(Fragmentos de datos de etiquetado de ubicaciones)
========================================

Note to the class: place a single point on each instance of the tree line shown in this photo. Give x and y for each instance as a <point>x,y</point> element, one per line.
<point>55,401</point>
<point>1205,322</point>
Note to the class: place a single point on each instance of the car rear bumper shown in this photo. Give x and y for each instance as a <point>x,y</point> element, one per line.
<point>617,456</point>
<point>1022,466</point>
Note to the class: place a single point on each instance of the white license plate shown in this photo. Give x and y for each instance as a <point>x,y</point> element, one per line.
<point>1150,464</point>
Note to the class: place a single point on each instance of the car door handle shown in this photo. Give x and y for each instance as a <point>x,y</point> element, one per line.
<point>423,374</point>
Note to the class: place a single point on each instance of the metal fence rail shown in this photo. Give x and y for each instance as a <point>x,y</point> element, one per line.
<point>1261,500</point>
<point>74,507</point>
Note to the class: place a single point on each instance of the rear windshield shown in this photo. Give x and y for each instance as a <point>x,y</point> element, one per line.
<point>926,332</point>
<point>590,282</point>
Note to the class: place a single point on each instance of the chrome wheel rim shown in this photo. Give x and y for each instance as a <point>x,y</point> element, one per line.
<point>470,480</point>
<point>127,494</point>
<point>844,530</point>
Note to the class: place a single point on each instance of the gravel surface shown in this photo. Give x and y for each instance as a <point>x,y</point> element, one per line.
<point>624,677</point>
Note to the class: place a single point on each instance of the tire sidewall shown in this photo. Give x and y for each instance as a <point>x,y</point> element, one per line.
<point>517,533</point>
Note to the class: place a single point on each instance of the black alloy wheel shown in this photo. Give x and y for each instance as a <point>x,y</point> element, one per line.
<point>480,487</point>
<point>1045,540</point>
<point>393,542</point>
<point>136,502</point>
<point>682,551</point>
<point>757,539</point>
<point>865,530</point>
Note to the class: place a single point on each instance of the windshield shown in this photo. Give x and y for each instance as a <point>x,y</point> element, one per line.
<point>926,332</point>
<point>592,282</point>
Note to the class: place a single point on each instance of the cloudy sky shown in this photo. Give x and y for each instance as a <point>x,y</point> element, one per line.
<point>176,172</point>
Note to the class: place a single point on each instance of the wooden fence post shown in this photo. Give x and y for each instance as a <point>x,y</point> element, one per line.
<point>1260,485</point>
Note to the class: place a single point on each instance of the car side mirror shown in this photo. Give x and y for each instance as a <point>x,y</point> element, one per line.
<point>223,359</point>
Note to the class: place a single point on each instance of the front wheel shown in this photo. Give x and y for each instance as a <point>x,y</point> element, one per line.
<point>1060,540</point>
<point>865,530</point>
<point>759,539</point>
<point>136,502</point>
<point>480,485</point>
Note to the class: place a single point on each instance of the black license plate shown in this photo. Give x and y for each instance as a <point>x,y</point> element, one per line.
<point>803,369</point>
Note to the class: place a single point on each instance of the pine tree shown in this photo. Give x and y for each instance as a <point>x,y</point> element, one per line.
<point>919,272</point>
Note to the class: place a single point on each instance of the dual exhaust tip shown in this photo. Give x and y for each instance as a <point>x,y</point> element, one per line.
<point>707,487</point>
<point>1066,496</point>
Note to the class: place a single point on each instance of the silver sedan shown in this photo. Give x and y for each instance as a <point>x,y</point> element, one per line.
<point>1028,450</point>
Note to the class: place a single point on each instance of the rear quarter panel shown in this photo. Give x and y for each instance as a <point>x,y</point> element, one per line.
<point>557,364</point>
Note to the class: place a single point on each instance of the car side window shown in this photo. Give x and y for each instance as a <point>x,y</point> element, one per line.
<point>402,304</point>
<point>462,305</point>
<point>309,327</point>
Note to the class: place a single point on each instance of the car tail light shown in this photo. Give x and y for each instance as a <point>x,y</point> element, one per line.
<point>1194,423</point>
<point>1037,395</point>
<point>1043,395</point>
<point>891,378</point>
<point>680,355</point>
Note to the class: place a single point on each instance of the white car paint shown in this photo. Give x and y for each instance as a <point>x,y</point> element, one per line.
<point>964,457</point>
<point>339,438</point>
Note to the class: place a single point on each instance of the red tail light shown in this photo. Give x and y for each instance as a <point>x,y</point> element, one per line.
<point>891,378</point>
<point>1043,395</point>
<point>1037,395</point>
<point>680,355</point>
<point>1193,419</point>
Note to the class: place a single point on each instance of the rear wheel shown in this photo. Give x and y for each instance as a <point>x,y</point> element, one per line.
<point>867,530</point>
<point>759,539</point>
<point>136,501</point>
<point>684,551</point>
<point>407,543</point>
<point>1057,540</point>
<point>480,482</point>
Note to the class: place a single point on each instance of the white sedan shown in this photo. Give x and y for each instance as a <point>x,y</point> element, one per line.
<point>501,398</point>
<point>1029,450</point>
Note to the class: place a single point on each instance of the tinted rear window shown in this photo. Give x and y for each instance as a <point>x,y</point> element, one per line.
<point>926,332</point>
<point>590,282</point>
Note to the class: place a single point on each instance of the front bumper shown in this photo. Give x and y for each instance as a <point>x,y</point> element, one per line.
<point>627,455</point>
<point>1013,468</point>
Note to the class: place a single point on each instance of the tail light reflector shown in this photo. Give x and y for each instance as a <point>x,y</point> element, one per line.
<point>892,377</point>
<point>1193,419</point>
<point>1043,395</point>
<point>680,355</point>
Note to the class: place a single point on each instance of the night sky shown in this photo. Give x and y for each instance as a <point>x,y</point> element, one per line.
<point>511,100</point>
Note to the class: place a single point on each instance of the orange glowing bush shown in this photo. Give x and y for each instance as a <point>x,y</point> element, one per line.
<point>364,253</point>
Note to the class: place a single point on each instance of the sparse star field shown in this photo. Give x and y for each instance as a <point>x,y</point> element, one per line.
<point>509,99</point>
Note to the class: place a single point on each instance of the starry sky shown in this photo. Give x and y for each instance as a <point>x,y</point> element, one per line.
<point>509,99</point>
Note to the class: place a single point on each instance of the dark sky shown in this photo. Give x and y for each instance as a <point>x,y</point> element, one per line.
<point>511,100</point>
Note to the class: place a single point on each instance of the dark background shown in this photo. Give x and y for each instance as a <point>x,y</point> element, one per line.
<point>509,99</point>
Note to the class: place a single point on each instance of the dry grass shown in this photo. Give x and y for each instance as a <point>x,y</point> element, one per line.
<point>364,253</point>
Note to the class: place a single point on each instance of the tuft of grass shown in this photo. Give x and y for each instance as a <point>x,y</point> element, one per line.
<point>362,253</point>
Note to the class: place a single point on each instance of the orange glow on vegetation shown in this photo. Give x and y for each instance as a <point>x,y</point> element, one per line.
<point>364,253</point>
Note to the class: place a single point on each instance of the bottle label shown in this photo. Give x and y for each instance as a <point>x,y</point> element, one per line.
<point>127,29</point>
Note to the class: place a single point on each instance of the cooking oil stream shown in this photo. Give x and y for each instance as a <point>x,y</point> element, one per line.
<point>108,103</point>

========================================

### Instrucciones:
Reescribe todos los registros anteriores como un CSV de dos columnas, «texto» y «respuesta», con una fila por registro. Pon cada valor en un solo campo entre comillas y cambia los saltos de línea por espacios.

### Resultado del ejercicio:
texto,respuesta
"Note to the class: place a single point on each instance of the tree line shown in this photo. Give x and y for each instance as a <point>x,y</point> element, one per line.","<point>55,401</point> <point>1205,322</point>"
"Note to the class: place a single point on each instance of the car rear bumper shown in this photo. Give x and y for each instance as a <point>x,y</point> element, one per line.","<point>617,456</point> <point>1022,466</point>"
"Note to the class: place a single point on each instance of the white license plate shown in this photo. Give x and y for each instance as a <point>x,y</point> element, one per line.","<point>1150,464</point>"
"Note to the class: place a single point on each instance of the car door handle shown in this photo. Give x and y for each instance as a <point>x,y</point> element, one per line.","<point>423,374</point>"
"Note to the class: place a single point on each instance of the metal fence rail shown in this photo. Give x and y for each instance as a <point>x,y</point> element, one per line.","<point>1261,500</point> <point>74,507</point>"
"Note to the class: place a single point on each instance of the rear windshield shown in this photo. Give x and y for each instance as a <point>x,y</point> element, one per line.","<point>926,332</point> <point>590,282</point>"
"Note to the class: place a single point on each instance of the chrome wheel rim shown in this photo. Give x and y for each instance as a <point>x,y</point> element, one per line.","<point>470,480</point> <point>127,494</point> <point>844,530</point>"
"Note to the class: place a single point on each instance of the gravel surface shown in this photo. Give x and y for each instance as a <point>x,y</point> element, one per line.","<point>624,677</point>"
"Note to the class: place a single point on each instance of the tire sidewall shown in this photo. Give x and y for each instance as a <point>x,y</point> element, one per line.","<point>517,533</point>"
"Note to the class: place a single point on each instance of the black alloy wheel shown in this photo. Give x and y for each instance as a <point>x,y</point> element, one per line.","<point>480,487</point> <point>1045,540</point> <point>393,542</point> <point>136,502</point> <point>682,551</point> <point>757,539</point> <point>865,530</point>"
"Note to the class: place a single point on each instance of the windshield shown in this photo. Give x and y for each instance as a <point>x,y</point> element, one per line.","<point>926,332</point> <point>592,282</point>"
"Note to the class: place a single point on each instance of the cloudy sky shown in this photo. Give x and y for each instance as a <point>x,y</point> element, one per line.","<point>176,172</point>"
"Note to the class: place a single point on each instance of the wooden fence post shown in this photo. Give x and y for each instance as a <point>x,y</point> element, one per line.","<point>1260,485</point>"
"Note to the class: place a single point on each instance of the car side mirror shown in this photo. Give x and y for each instance as a <point>x,y</point> element, one per line.","<point>223,359</point>"
"Note to the class: place a single point on each instance of the front wheel shown in this photo. Give x and y for each instance as a <point>x,y</point> element, one per line.","<point>1060,540</point> <point>865,530</point> <point>759,539</point> <point>136,502</point> <point>480,485</point>"
"Note to the class: place a single point on each instance of the black license plate shown in this photo. Give x and y for each instance as a <point>x,y</point> element, one per line.","<point>803,369</point>"
"Note to the class: place a single point on each instance of the pine tree shown in this photo. Give x and y for each instance as a <point>x,y</point> element, one per line.","<point>919,272</point>"
"Note to the class: place a single point on each instance of the dual exhaust tip shown in this photo. Give x and y for each instance as a <point>x,y</point> element, one per line.","<point>707,487</point> <point>1066,496</point>"
"Note to the class: place a single point on each instance of the silver sedan shown in this photo. Give x and y for each instance as a <point>x,y</point> element, one per line.","<point>1028,450</point>"
"Note to the class: place a single point on each instance of the rear quarter panel shown in this photo. Give x and y for each instance as a <point>x,y</point> element, one per line.","<point>557,364</point>"
"Note to the class: place a single point on each instance of the car side window shown in this photo. Give x and y for each instance as a <point>x,y</point> element, one per line.","<point>402,304</point> <point>462,305</point> <point>309,327</point>"
"Note to the class: place a single point on each instance of the car tail light shown in this photo. Give x and y for each instance as a <point>x,y</point> element, one per line.","<point>1194,423</point> <point>1037,395</point> <point>1043,395</point> <point>891,378</point> <point>680,355</point>"
"Note to the class: place a single point on each instance of the white car paint shown in this photo. Give x and y for each instance as a <point>x,y</point> element, one per line.","<point>964,457</point> <point>339,438</point>"
"Note to the class: place a single point on each instance of the red tail light shown in this photo. Give x and y for each instance as a <point>x,y</point> element, one per line.","<point>891,378</point> <point>1043,395</point> <point>1037,395</point> <point>680,355</point> <point>1193,419</point>"
"Note to the class: place a single point on each instance of the rear wheel shown in this photo. Give x and y for each instance as a <point>x,y</point> element, one per line.","<point>867,530</point> <point>759,539</point> <point>136,501</point> <point>684,551</point> <point>407,543</point> <point>1057,540</point> <point>480,482</point>"
"Note to the class: place a single point on each instance of the white sedan shown in this photo. Give x and y for each instance as a <point>x,y</point> element, one per line.","<point>501,398</point> <point>1029,450</point>"
"Note to the class: place a single point on each instance of the tinted rear window shown in this photo. Give x and y for each instance as a <point>x,y</point> element, one per line.","<point>926,332</point> <point>590,282</point>"
"Note to the class: place a single point on each instance of the front bumper shown in this photo. Give x and y for each instance as a <point>x,y</point> element, one per line.","<point>627,455</point> <point>1013,468</point>"
"Note to the class: place a single point on each instance of the tail light reflector shown in this photo. Give x and y for each instance as a <point>x,y</point> element, one per line.","<point>892,377</point> <point>1193,419</point> <point>1043,395</point> <point>680,355</point>"
"Note to the class: place a single point on each instance of the night sky shown in this photo. Give x and y for each instance as a <point>x,y</point> element, one per line.","<point>511,100</point>"
"Note to the class: place a single point on each instance of the orange glowing bush shown in this photo. Give x and y for each instance as a <point>x,y</point> element, one per line.","<point>364,253</point>"
"Note to the class: place a single point on each instance of the sparse star field shown in this photo. Give x and y for each instance as a <point>x,y</point> element, one per line.","<point>509,99</point>"
"Note to the class: place a single point on each instance of the starry sky shown in this photo. Give x and y for each instance as a <point>x,y</point> element, one per line.","<point>509,99</point>"
"Note to the class: place a single point on each instance of the dark sky shown in this photo. Give x and y for each instance as a <point>x,y</point> element, one per line.","<point>511,100</point>"
"Note to the class: place a single point on each instance of the dark background shown in this photo. Give x and y for each instance as a <point>x,y</point> element, one per line.","<point>509,99</point>"
"Note to the class: place a single point on each instance of the dry grass shown in this photo. Give x and y for each instance as a <point>x,y</point> element, one per line.","<point>364,253</point>"
"Note to the class: place a single point on each instance of the tuft of grass shown in this photo. Give x and y for each instance as a <point>x,y</point> element, one per line.","<point>362,253</point>"
"Note to the class: place a single point on each instance of the orange glow on vegetation shown in this photo. Give x and y for each instance as a <point>x,y</point> element, one per line.","<point>364,253</point>"
"Note to the class: place a single point on each instance of the bottle label shown in this photo. Give x and y for each instance as a <point>x,y</point> element, one per line.","<point>127,29</point>"
"Note to the class: place a single point on each instance of the cooking oil stream shown in this photo. Give x and y for each instance as a <point>x,y</point> element, one per line.","<point>108,103</point>"